**Written task:**
Swap "dresser drawer" for "cabinet drawer" in the material, starting with the line that contains "Target: dresser drawer." and going on through the line that contains "[[[260,161],[260,167],[270,168],[272,169],[279,168],[279,161]]]", leaving all else unchanged. Return only those lines, and leave the pictures out.

::: Material supplied

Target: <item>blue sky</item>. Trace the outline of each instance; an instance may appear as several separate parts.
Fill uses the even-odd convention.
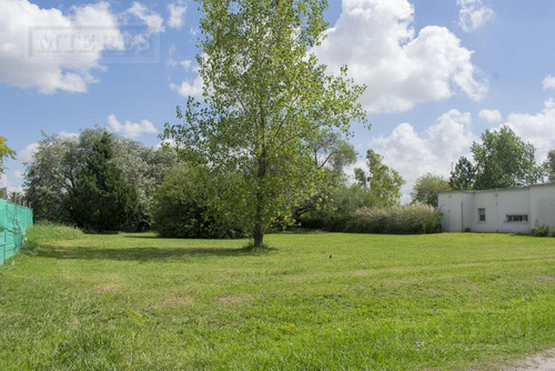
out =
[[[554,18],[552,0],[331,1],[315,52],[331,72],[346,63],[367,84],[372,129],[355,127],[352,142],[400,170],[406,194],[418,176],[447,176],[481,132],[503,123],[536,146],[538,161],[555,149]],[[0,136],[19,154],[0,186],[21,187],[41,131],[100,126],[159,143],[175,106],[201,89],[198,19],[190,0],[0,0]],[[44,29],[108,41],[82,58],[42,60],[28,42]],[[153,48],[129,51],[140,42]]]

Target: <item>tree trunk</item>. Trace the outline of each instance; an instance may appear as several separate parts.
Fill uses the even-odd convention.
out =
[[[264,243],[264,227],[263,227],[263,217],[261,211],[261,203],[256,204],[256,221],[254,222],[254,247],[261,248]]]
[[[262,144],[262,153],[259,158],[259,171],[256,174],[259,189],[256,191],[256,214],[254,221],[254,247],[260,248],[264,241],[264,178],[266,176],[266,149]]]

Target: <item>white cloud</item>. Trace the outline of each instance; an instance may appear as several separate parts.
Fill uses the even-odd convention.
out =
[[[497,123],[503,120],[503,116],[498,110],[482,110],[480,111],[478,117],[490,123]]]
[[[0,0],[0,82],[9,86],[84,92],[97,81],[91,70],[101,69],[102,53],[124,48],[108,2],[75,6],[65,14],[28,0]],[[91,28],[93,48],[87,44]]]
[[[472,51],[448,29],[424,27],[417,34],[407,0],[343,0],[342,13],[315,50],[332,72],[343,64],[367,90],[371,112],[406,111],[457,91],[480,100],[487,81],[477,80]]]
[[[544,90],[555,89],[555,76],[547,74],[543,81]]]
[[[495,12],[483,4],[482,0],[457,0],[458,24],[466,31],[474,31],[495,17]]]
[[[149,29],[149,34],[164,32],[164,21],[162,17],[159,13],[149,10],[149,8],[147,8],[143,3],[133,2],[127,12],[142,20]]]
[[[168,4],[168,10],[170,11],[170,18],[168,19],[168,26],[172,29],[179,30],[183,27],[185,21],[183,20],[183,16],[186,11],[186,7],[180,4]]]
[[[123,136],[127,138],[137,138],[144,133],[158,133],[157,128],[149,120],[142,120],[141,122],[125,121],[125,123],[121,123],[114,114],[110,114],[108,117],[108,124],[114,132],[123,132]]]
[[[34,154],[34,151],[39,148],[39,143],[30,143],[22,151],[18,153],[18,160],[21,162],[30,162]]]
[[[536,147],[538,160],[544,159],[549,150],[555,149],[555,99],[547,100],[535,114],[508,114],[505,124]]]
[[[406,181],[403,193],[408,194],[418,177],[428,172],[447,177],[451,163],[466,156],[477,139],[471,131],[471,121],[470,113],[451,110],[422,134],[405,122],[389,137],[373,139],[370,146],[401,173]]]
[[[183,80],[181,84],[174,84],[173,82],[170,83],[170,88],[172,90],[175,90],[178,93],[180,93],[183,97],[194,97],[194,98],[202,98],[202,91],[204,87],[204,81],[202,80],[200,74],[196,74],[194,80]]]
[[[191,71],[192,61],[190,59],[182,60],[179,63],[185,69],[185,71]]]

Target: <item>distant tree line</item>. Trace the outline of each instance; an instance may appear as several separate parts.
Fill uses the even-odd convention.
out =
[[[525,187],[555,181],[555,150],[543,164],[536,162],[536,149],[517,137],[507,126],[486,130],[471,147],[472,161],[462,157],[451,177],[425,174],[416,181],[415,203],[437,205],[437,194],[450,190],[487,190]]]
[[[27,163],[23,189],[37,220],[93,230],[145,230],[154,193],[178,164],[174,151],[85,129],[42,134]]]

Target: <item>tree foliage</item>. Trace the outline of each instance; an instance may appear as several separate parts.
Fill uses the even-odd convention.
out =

::::::
::: Material supplied

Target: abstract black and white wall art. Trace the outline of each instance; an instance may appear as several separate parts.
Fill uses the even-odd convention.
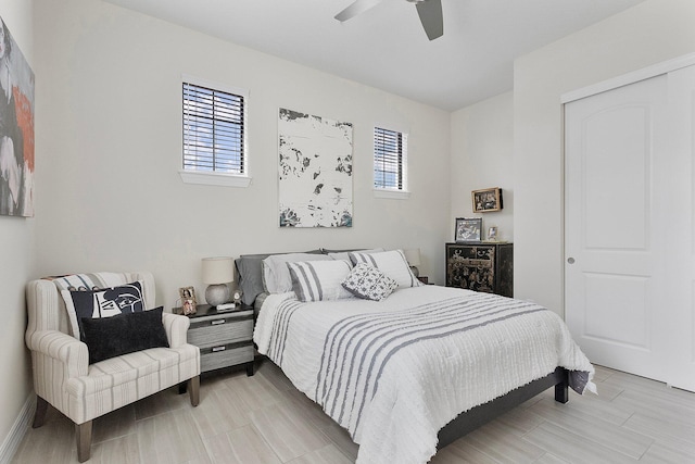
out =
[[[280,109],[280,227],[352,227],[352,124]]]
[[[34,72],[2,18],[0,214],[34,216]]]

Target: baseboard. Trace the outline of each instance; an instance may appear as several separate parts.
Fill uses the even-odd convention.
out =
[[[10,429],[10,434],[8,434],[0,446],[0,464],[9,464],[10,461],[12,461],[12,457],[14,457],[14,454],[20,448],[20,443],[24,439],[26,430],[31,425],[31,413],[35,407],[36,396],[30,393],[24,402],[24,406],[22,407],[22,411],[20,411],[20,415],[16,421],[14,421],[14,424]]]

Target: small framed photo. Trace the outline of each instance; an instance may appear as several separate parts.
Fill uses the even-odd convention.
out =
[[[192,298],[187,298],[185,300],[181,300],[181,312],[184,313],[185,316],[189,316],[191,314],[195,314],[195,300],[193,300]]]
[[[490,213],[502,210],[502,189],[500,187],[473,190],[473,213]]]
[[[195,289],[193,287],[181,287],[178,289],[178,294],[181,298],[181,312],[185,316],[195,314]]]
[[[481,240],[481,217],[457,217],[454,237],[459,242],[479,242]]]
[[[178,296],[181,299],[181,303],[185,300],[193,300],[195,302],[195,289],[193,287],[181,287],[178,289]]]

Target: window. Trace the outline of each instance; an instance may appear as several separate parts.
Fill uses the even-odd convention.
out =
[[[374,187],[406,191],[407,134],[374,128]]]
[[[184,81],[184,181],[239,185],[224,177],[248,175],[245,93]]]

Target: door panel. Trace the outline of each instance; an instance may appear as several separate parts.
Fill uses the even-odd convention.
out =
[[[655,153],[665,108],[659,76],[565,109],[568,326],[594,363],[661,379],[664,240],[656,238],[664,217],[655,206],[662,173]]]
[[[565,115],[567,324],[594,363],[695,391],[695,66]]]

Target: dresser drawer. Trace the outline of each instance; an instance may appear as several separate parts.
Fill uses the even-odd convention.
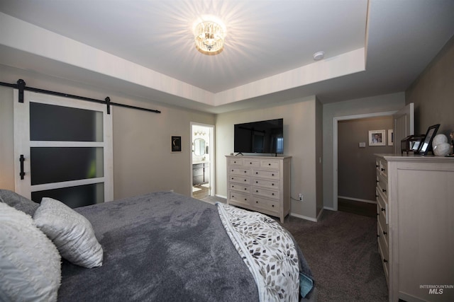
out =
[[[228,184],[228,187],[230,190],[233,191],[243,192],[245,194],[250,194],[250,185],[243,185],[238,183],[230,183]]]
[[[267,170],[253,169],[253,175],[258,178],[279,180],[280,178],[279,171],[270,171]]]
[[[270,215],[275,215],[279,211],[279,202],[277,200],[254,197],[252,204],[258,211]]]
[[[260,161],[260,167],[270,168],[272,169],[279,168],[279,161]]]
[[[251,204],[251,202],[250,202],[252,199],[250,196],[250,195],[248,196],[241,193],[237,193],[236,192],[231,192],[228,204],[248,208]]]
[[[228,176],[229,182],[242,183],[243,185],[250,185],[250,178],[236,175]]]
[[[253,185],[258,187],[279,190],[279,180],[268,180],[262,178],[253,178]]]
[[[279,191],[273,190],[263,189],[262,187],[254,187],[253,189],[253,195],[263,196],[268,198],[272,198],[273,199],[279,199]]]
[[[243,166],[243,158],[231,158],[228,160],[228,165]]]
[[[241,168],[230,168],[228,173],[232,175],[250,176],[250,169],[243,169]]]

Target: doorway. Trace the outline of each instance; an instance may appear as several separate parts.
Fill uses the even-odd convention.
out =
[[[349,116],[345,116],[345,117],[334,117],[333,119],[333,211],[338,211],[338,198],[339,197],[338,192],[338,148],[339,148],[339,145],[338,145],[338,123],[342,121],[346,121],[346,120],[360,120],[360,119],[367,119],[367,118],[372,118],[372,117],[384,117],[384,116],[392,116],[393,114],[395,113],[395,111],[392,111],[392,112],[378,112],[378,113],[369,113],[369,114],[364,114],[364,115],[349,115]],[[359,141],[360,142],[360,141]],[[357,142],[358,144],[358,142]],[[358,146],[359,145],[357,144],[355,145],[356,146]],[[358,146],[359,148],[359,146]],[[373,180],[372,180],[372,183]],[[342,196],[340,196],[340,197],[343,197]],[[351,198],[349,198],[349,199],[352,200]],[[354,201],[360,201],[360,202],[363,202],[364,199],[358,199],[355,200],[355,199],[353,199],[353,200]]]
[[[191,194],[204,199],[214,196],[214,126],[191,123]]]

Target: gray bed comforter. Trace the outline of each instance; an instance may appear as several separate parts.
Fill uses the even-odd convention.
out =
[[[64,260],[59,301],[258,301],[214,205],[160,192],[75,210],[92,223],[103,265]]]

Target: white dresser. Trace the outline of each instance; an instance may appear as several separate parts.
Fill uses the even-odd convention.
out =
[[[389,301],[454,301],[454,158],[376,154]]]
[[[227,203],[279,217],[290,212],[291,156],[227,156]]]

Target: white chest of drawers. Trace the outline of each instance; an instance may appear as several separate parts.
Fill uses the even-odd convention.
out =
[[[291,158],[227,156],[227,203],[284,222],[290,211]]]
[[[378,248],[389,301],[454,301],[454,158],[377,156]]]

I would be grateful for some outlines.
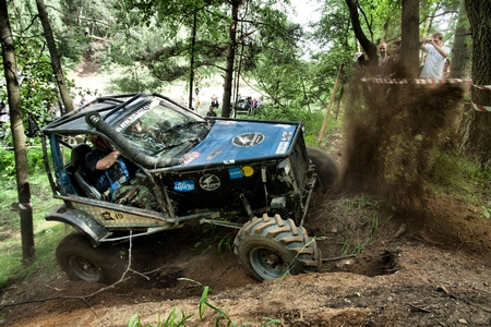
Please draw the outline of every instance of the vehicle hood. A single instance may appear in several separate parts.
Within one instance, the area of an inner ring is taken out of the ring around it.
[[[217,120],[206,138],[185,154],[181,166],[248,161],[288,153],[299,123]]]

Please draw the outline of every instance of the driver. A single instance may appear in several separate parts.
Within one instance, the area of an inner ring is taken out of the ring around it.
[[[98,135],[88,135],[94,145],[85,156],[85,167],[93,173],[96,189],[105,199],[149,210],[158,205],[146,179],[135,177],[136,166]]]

::::::

**Complete response:**
Target: cabinet drawer. Trace the outline of each instance; an instance may appear as several separate parts.
Fill uses the even-odd convention.
out =
[[[228,184],[228,187],[230,190],[233,191],[243,192],[245,194],[250,194],[250,185],[243,185],[238,183],[230,183]]]
[[[267,170],[253,169],[253,175],[258,178],[279,180],[280,178],[279,171],[270,171]]]
[[[270,215],[275,215],[279,211],[279,202],[277,200],[254,197],[252,204],[258,211]]]
[[[260,161],[260,167],[270,168],[272,169],[279,168],[279,161]]]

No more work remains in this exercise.